## ТЕКСТ СТАТЬИ
_ _ _
А.Гребенкин. Сверхмарионетка или проблема сценического действия
Проблема подлинного сценического действия — существует ли она на театре в наше время? Казалось бы, она давно решена К.С. Станиславским в его актерской, педагогической и режиссерской практике, что подтверждало его открытие диалектической взаимосвязи психического и физического в феномене сценического действия.
На эту тему написано достаточно много и, вероятно, это стало общим местом в теории актерского искусства. В актерских школах говорят о действии, в театре говорят о действии… Его ставят на центральное место в актерской профессии, но актеров, умеющих «подлинно, продуктивно, целесообразно» действовать, не становиться больше. Может быть, это открытие К.С. необходимо пере открывать каждому заново и процесс этот далеко не так прост, как кажется в теории.
Учат ли в наших театральных школах умению действовать? Можно ли вообще этому учить? Существуют ли какие либо методики обучения сценическому действию? Вопросы праздные лишь на первый взгляд. Обратимся, например, к этюдному методу.
Этюды, сами по себе и для различных педагогических целей, давно стали одним из центральных моментов в обучении актерской профессии. Многими это понимается, прежде всего, «количественно», т.е. как необходимость делать со студентами возможно больше этюдов.
Считается, что если поощрять моменты органичного поведения актера в этюде, то этюд станет сам по себе учить действовать, по словам К.С., «подлинно, продуктивно, целесообразно». Вероятно, в том числе и этому тоже. Но посмотрим, какая в этом случае ставиться перед студентами задача. Что им следует решать, что напрягать, что тренировать, а, значит, что развивать?
Во-первых, этюд необходимо придумать. Что это значит? Это, значит, понять задание педагога как поиск наиболее характерной жизненной ситуации. Для этого необходимо обладать критерием отбора.
Во-вторых, уметь наблюдать жизнь и уметь выделять в ней то, что необходимо и при этом отсеивать все лишнее, все, что не подходит. Иначе говоря, совершать отбор.
Очевидно, что эта работа по созданию этюдной модели необходимой ситуации есть, прежде всего, работа художественного мышления и, следовательно, именно оно, прежде всего, здесь тренируется. Т.е., если грубо делить поведение человека на его психическую и физическую стороны, то в данном случае тренируется психическая составляющая. Для чего подбираются и фантазируются различные цели и мотивы поведения, чтобы сконструировать необходимую ситуацию.
_ _ _
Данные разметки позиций
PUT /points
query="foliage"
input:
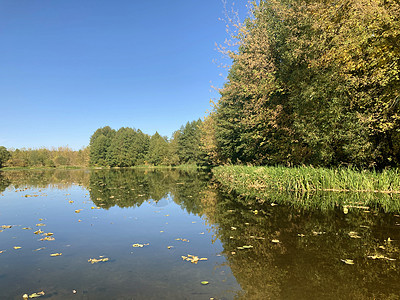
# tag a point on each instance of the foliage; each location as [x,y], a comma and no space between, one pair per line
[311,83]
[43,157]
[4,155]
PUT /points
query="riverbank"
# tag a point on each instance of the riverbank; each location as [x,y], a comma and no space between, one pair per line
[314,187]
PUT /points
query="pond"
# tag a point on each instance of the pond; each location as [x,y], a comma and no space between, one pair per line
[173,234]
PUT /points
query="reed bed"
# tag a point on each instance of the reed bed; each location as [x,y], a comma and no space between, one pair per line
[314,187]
_ _ _
## ЧТО СДЕЛАТЬ
1. Как, по словам статьи о сценическом действии, многие понимают роль этюдов в обучении актерской профессии?
2. Выпишите из статьи о сценическом действии все вопросы абзаца, который начинается словами «Учат ли в наших театральных школах».
3. Подхватите статью о сценическом действии и продолжите ее после последнего предложения.
Данные для работы здесь не понадобятся.

## ОТВЕТЫ ПО ЗАДАНИЯМ
1. Прежде всего «количественно», т.е. как необходимость делать со студентами возможно больше этюдов.

2.
Учат ли в наших театральных школах умению действовать?
Можно ли вообще этому учить?
Существуют ли какие либо методики обучения сценическому действию?

3.
Далее этюд показывается. Хотя многие педагоги и студенты репетируют этюды. Правомерно ли это? Этюд — это одноразовая проба или отрепетированное самодеятельное драматургическое произведение? Стоит ли актеров тренировать в отработке ситуации, повторять ее от показа к показу и доводить до «законченного» произведения? Что тренируют в такой работе студенты? Ведь основные усилия в этой работе по репетициям этюда, уходят на создание сценария. В случае, когда этюд не репетируется, а показывается после того, как студенты его просто «оговорили», также тренируется умение точно «оговорить».
Проблема различного понимания содержания термина «этюд», к сожалению, до сих пор существует в театральной педагогике. Необходимо, вероятно, на ней остановиться отдельно. Простите за отступление.
Термин «этюд» появился в театральной педагогике из других художественных направлений, таких как живопись и музыка. Это слово означает ни что иное, как проба. Художник делает этюды, т.е. пробует отразить различные детали или части некоего большого задуманного произведения. Художник копирует действительность, учиться фиксировать природу в художественном образе. Те же функции этюд носит в актерском творчестве, как во время обучения, так и во время постановки спектакля. В тренировочных упражнениях на овладение элементами актерской техники еще нет ярко выраженной сверхзадачи крупного произведения, ее заменяет учебно-творческая цель: овладеть в совершенстве техникой своей будущей профессии. Но со временем каждое упражнение может стать законченным сценическим мини произведением, т.е. стать полноценным этюдом. Именно к этому призывал Станиславский. В основе этюда, как законченного мини произведения, непременно лежит художественный замысел и хотя бы простейшая сверхзадача, определяющая сквозное действие. Тем самым из этюда, в отличие от упражнения, исключается элемент случайности в развитии события. Поэтому сценический этюд обладает многими признаками искусства, которые в упражнениях либо совсем отсутствуют, либо возникают случайно.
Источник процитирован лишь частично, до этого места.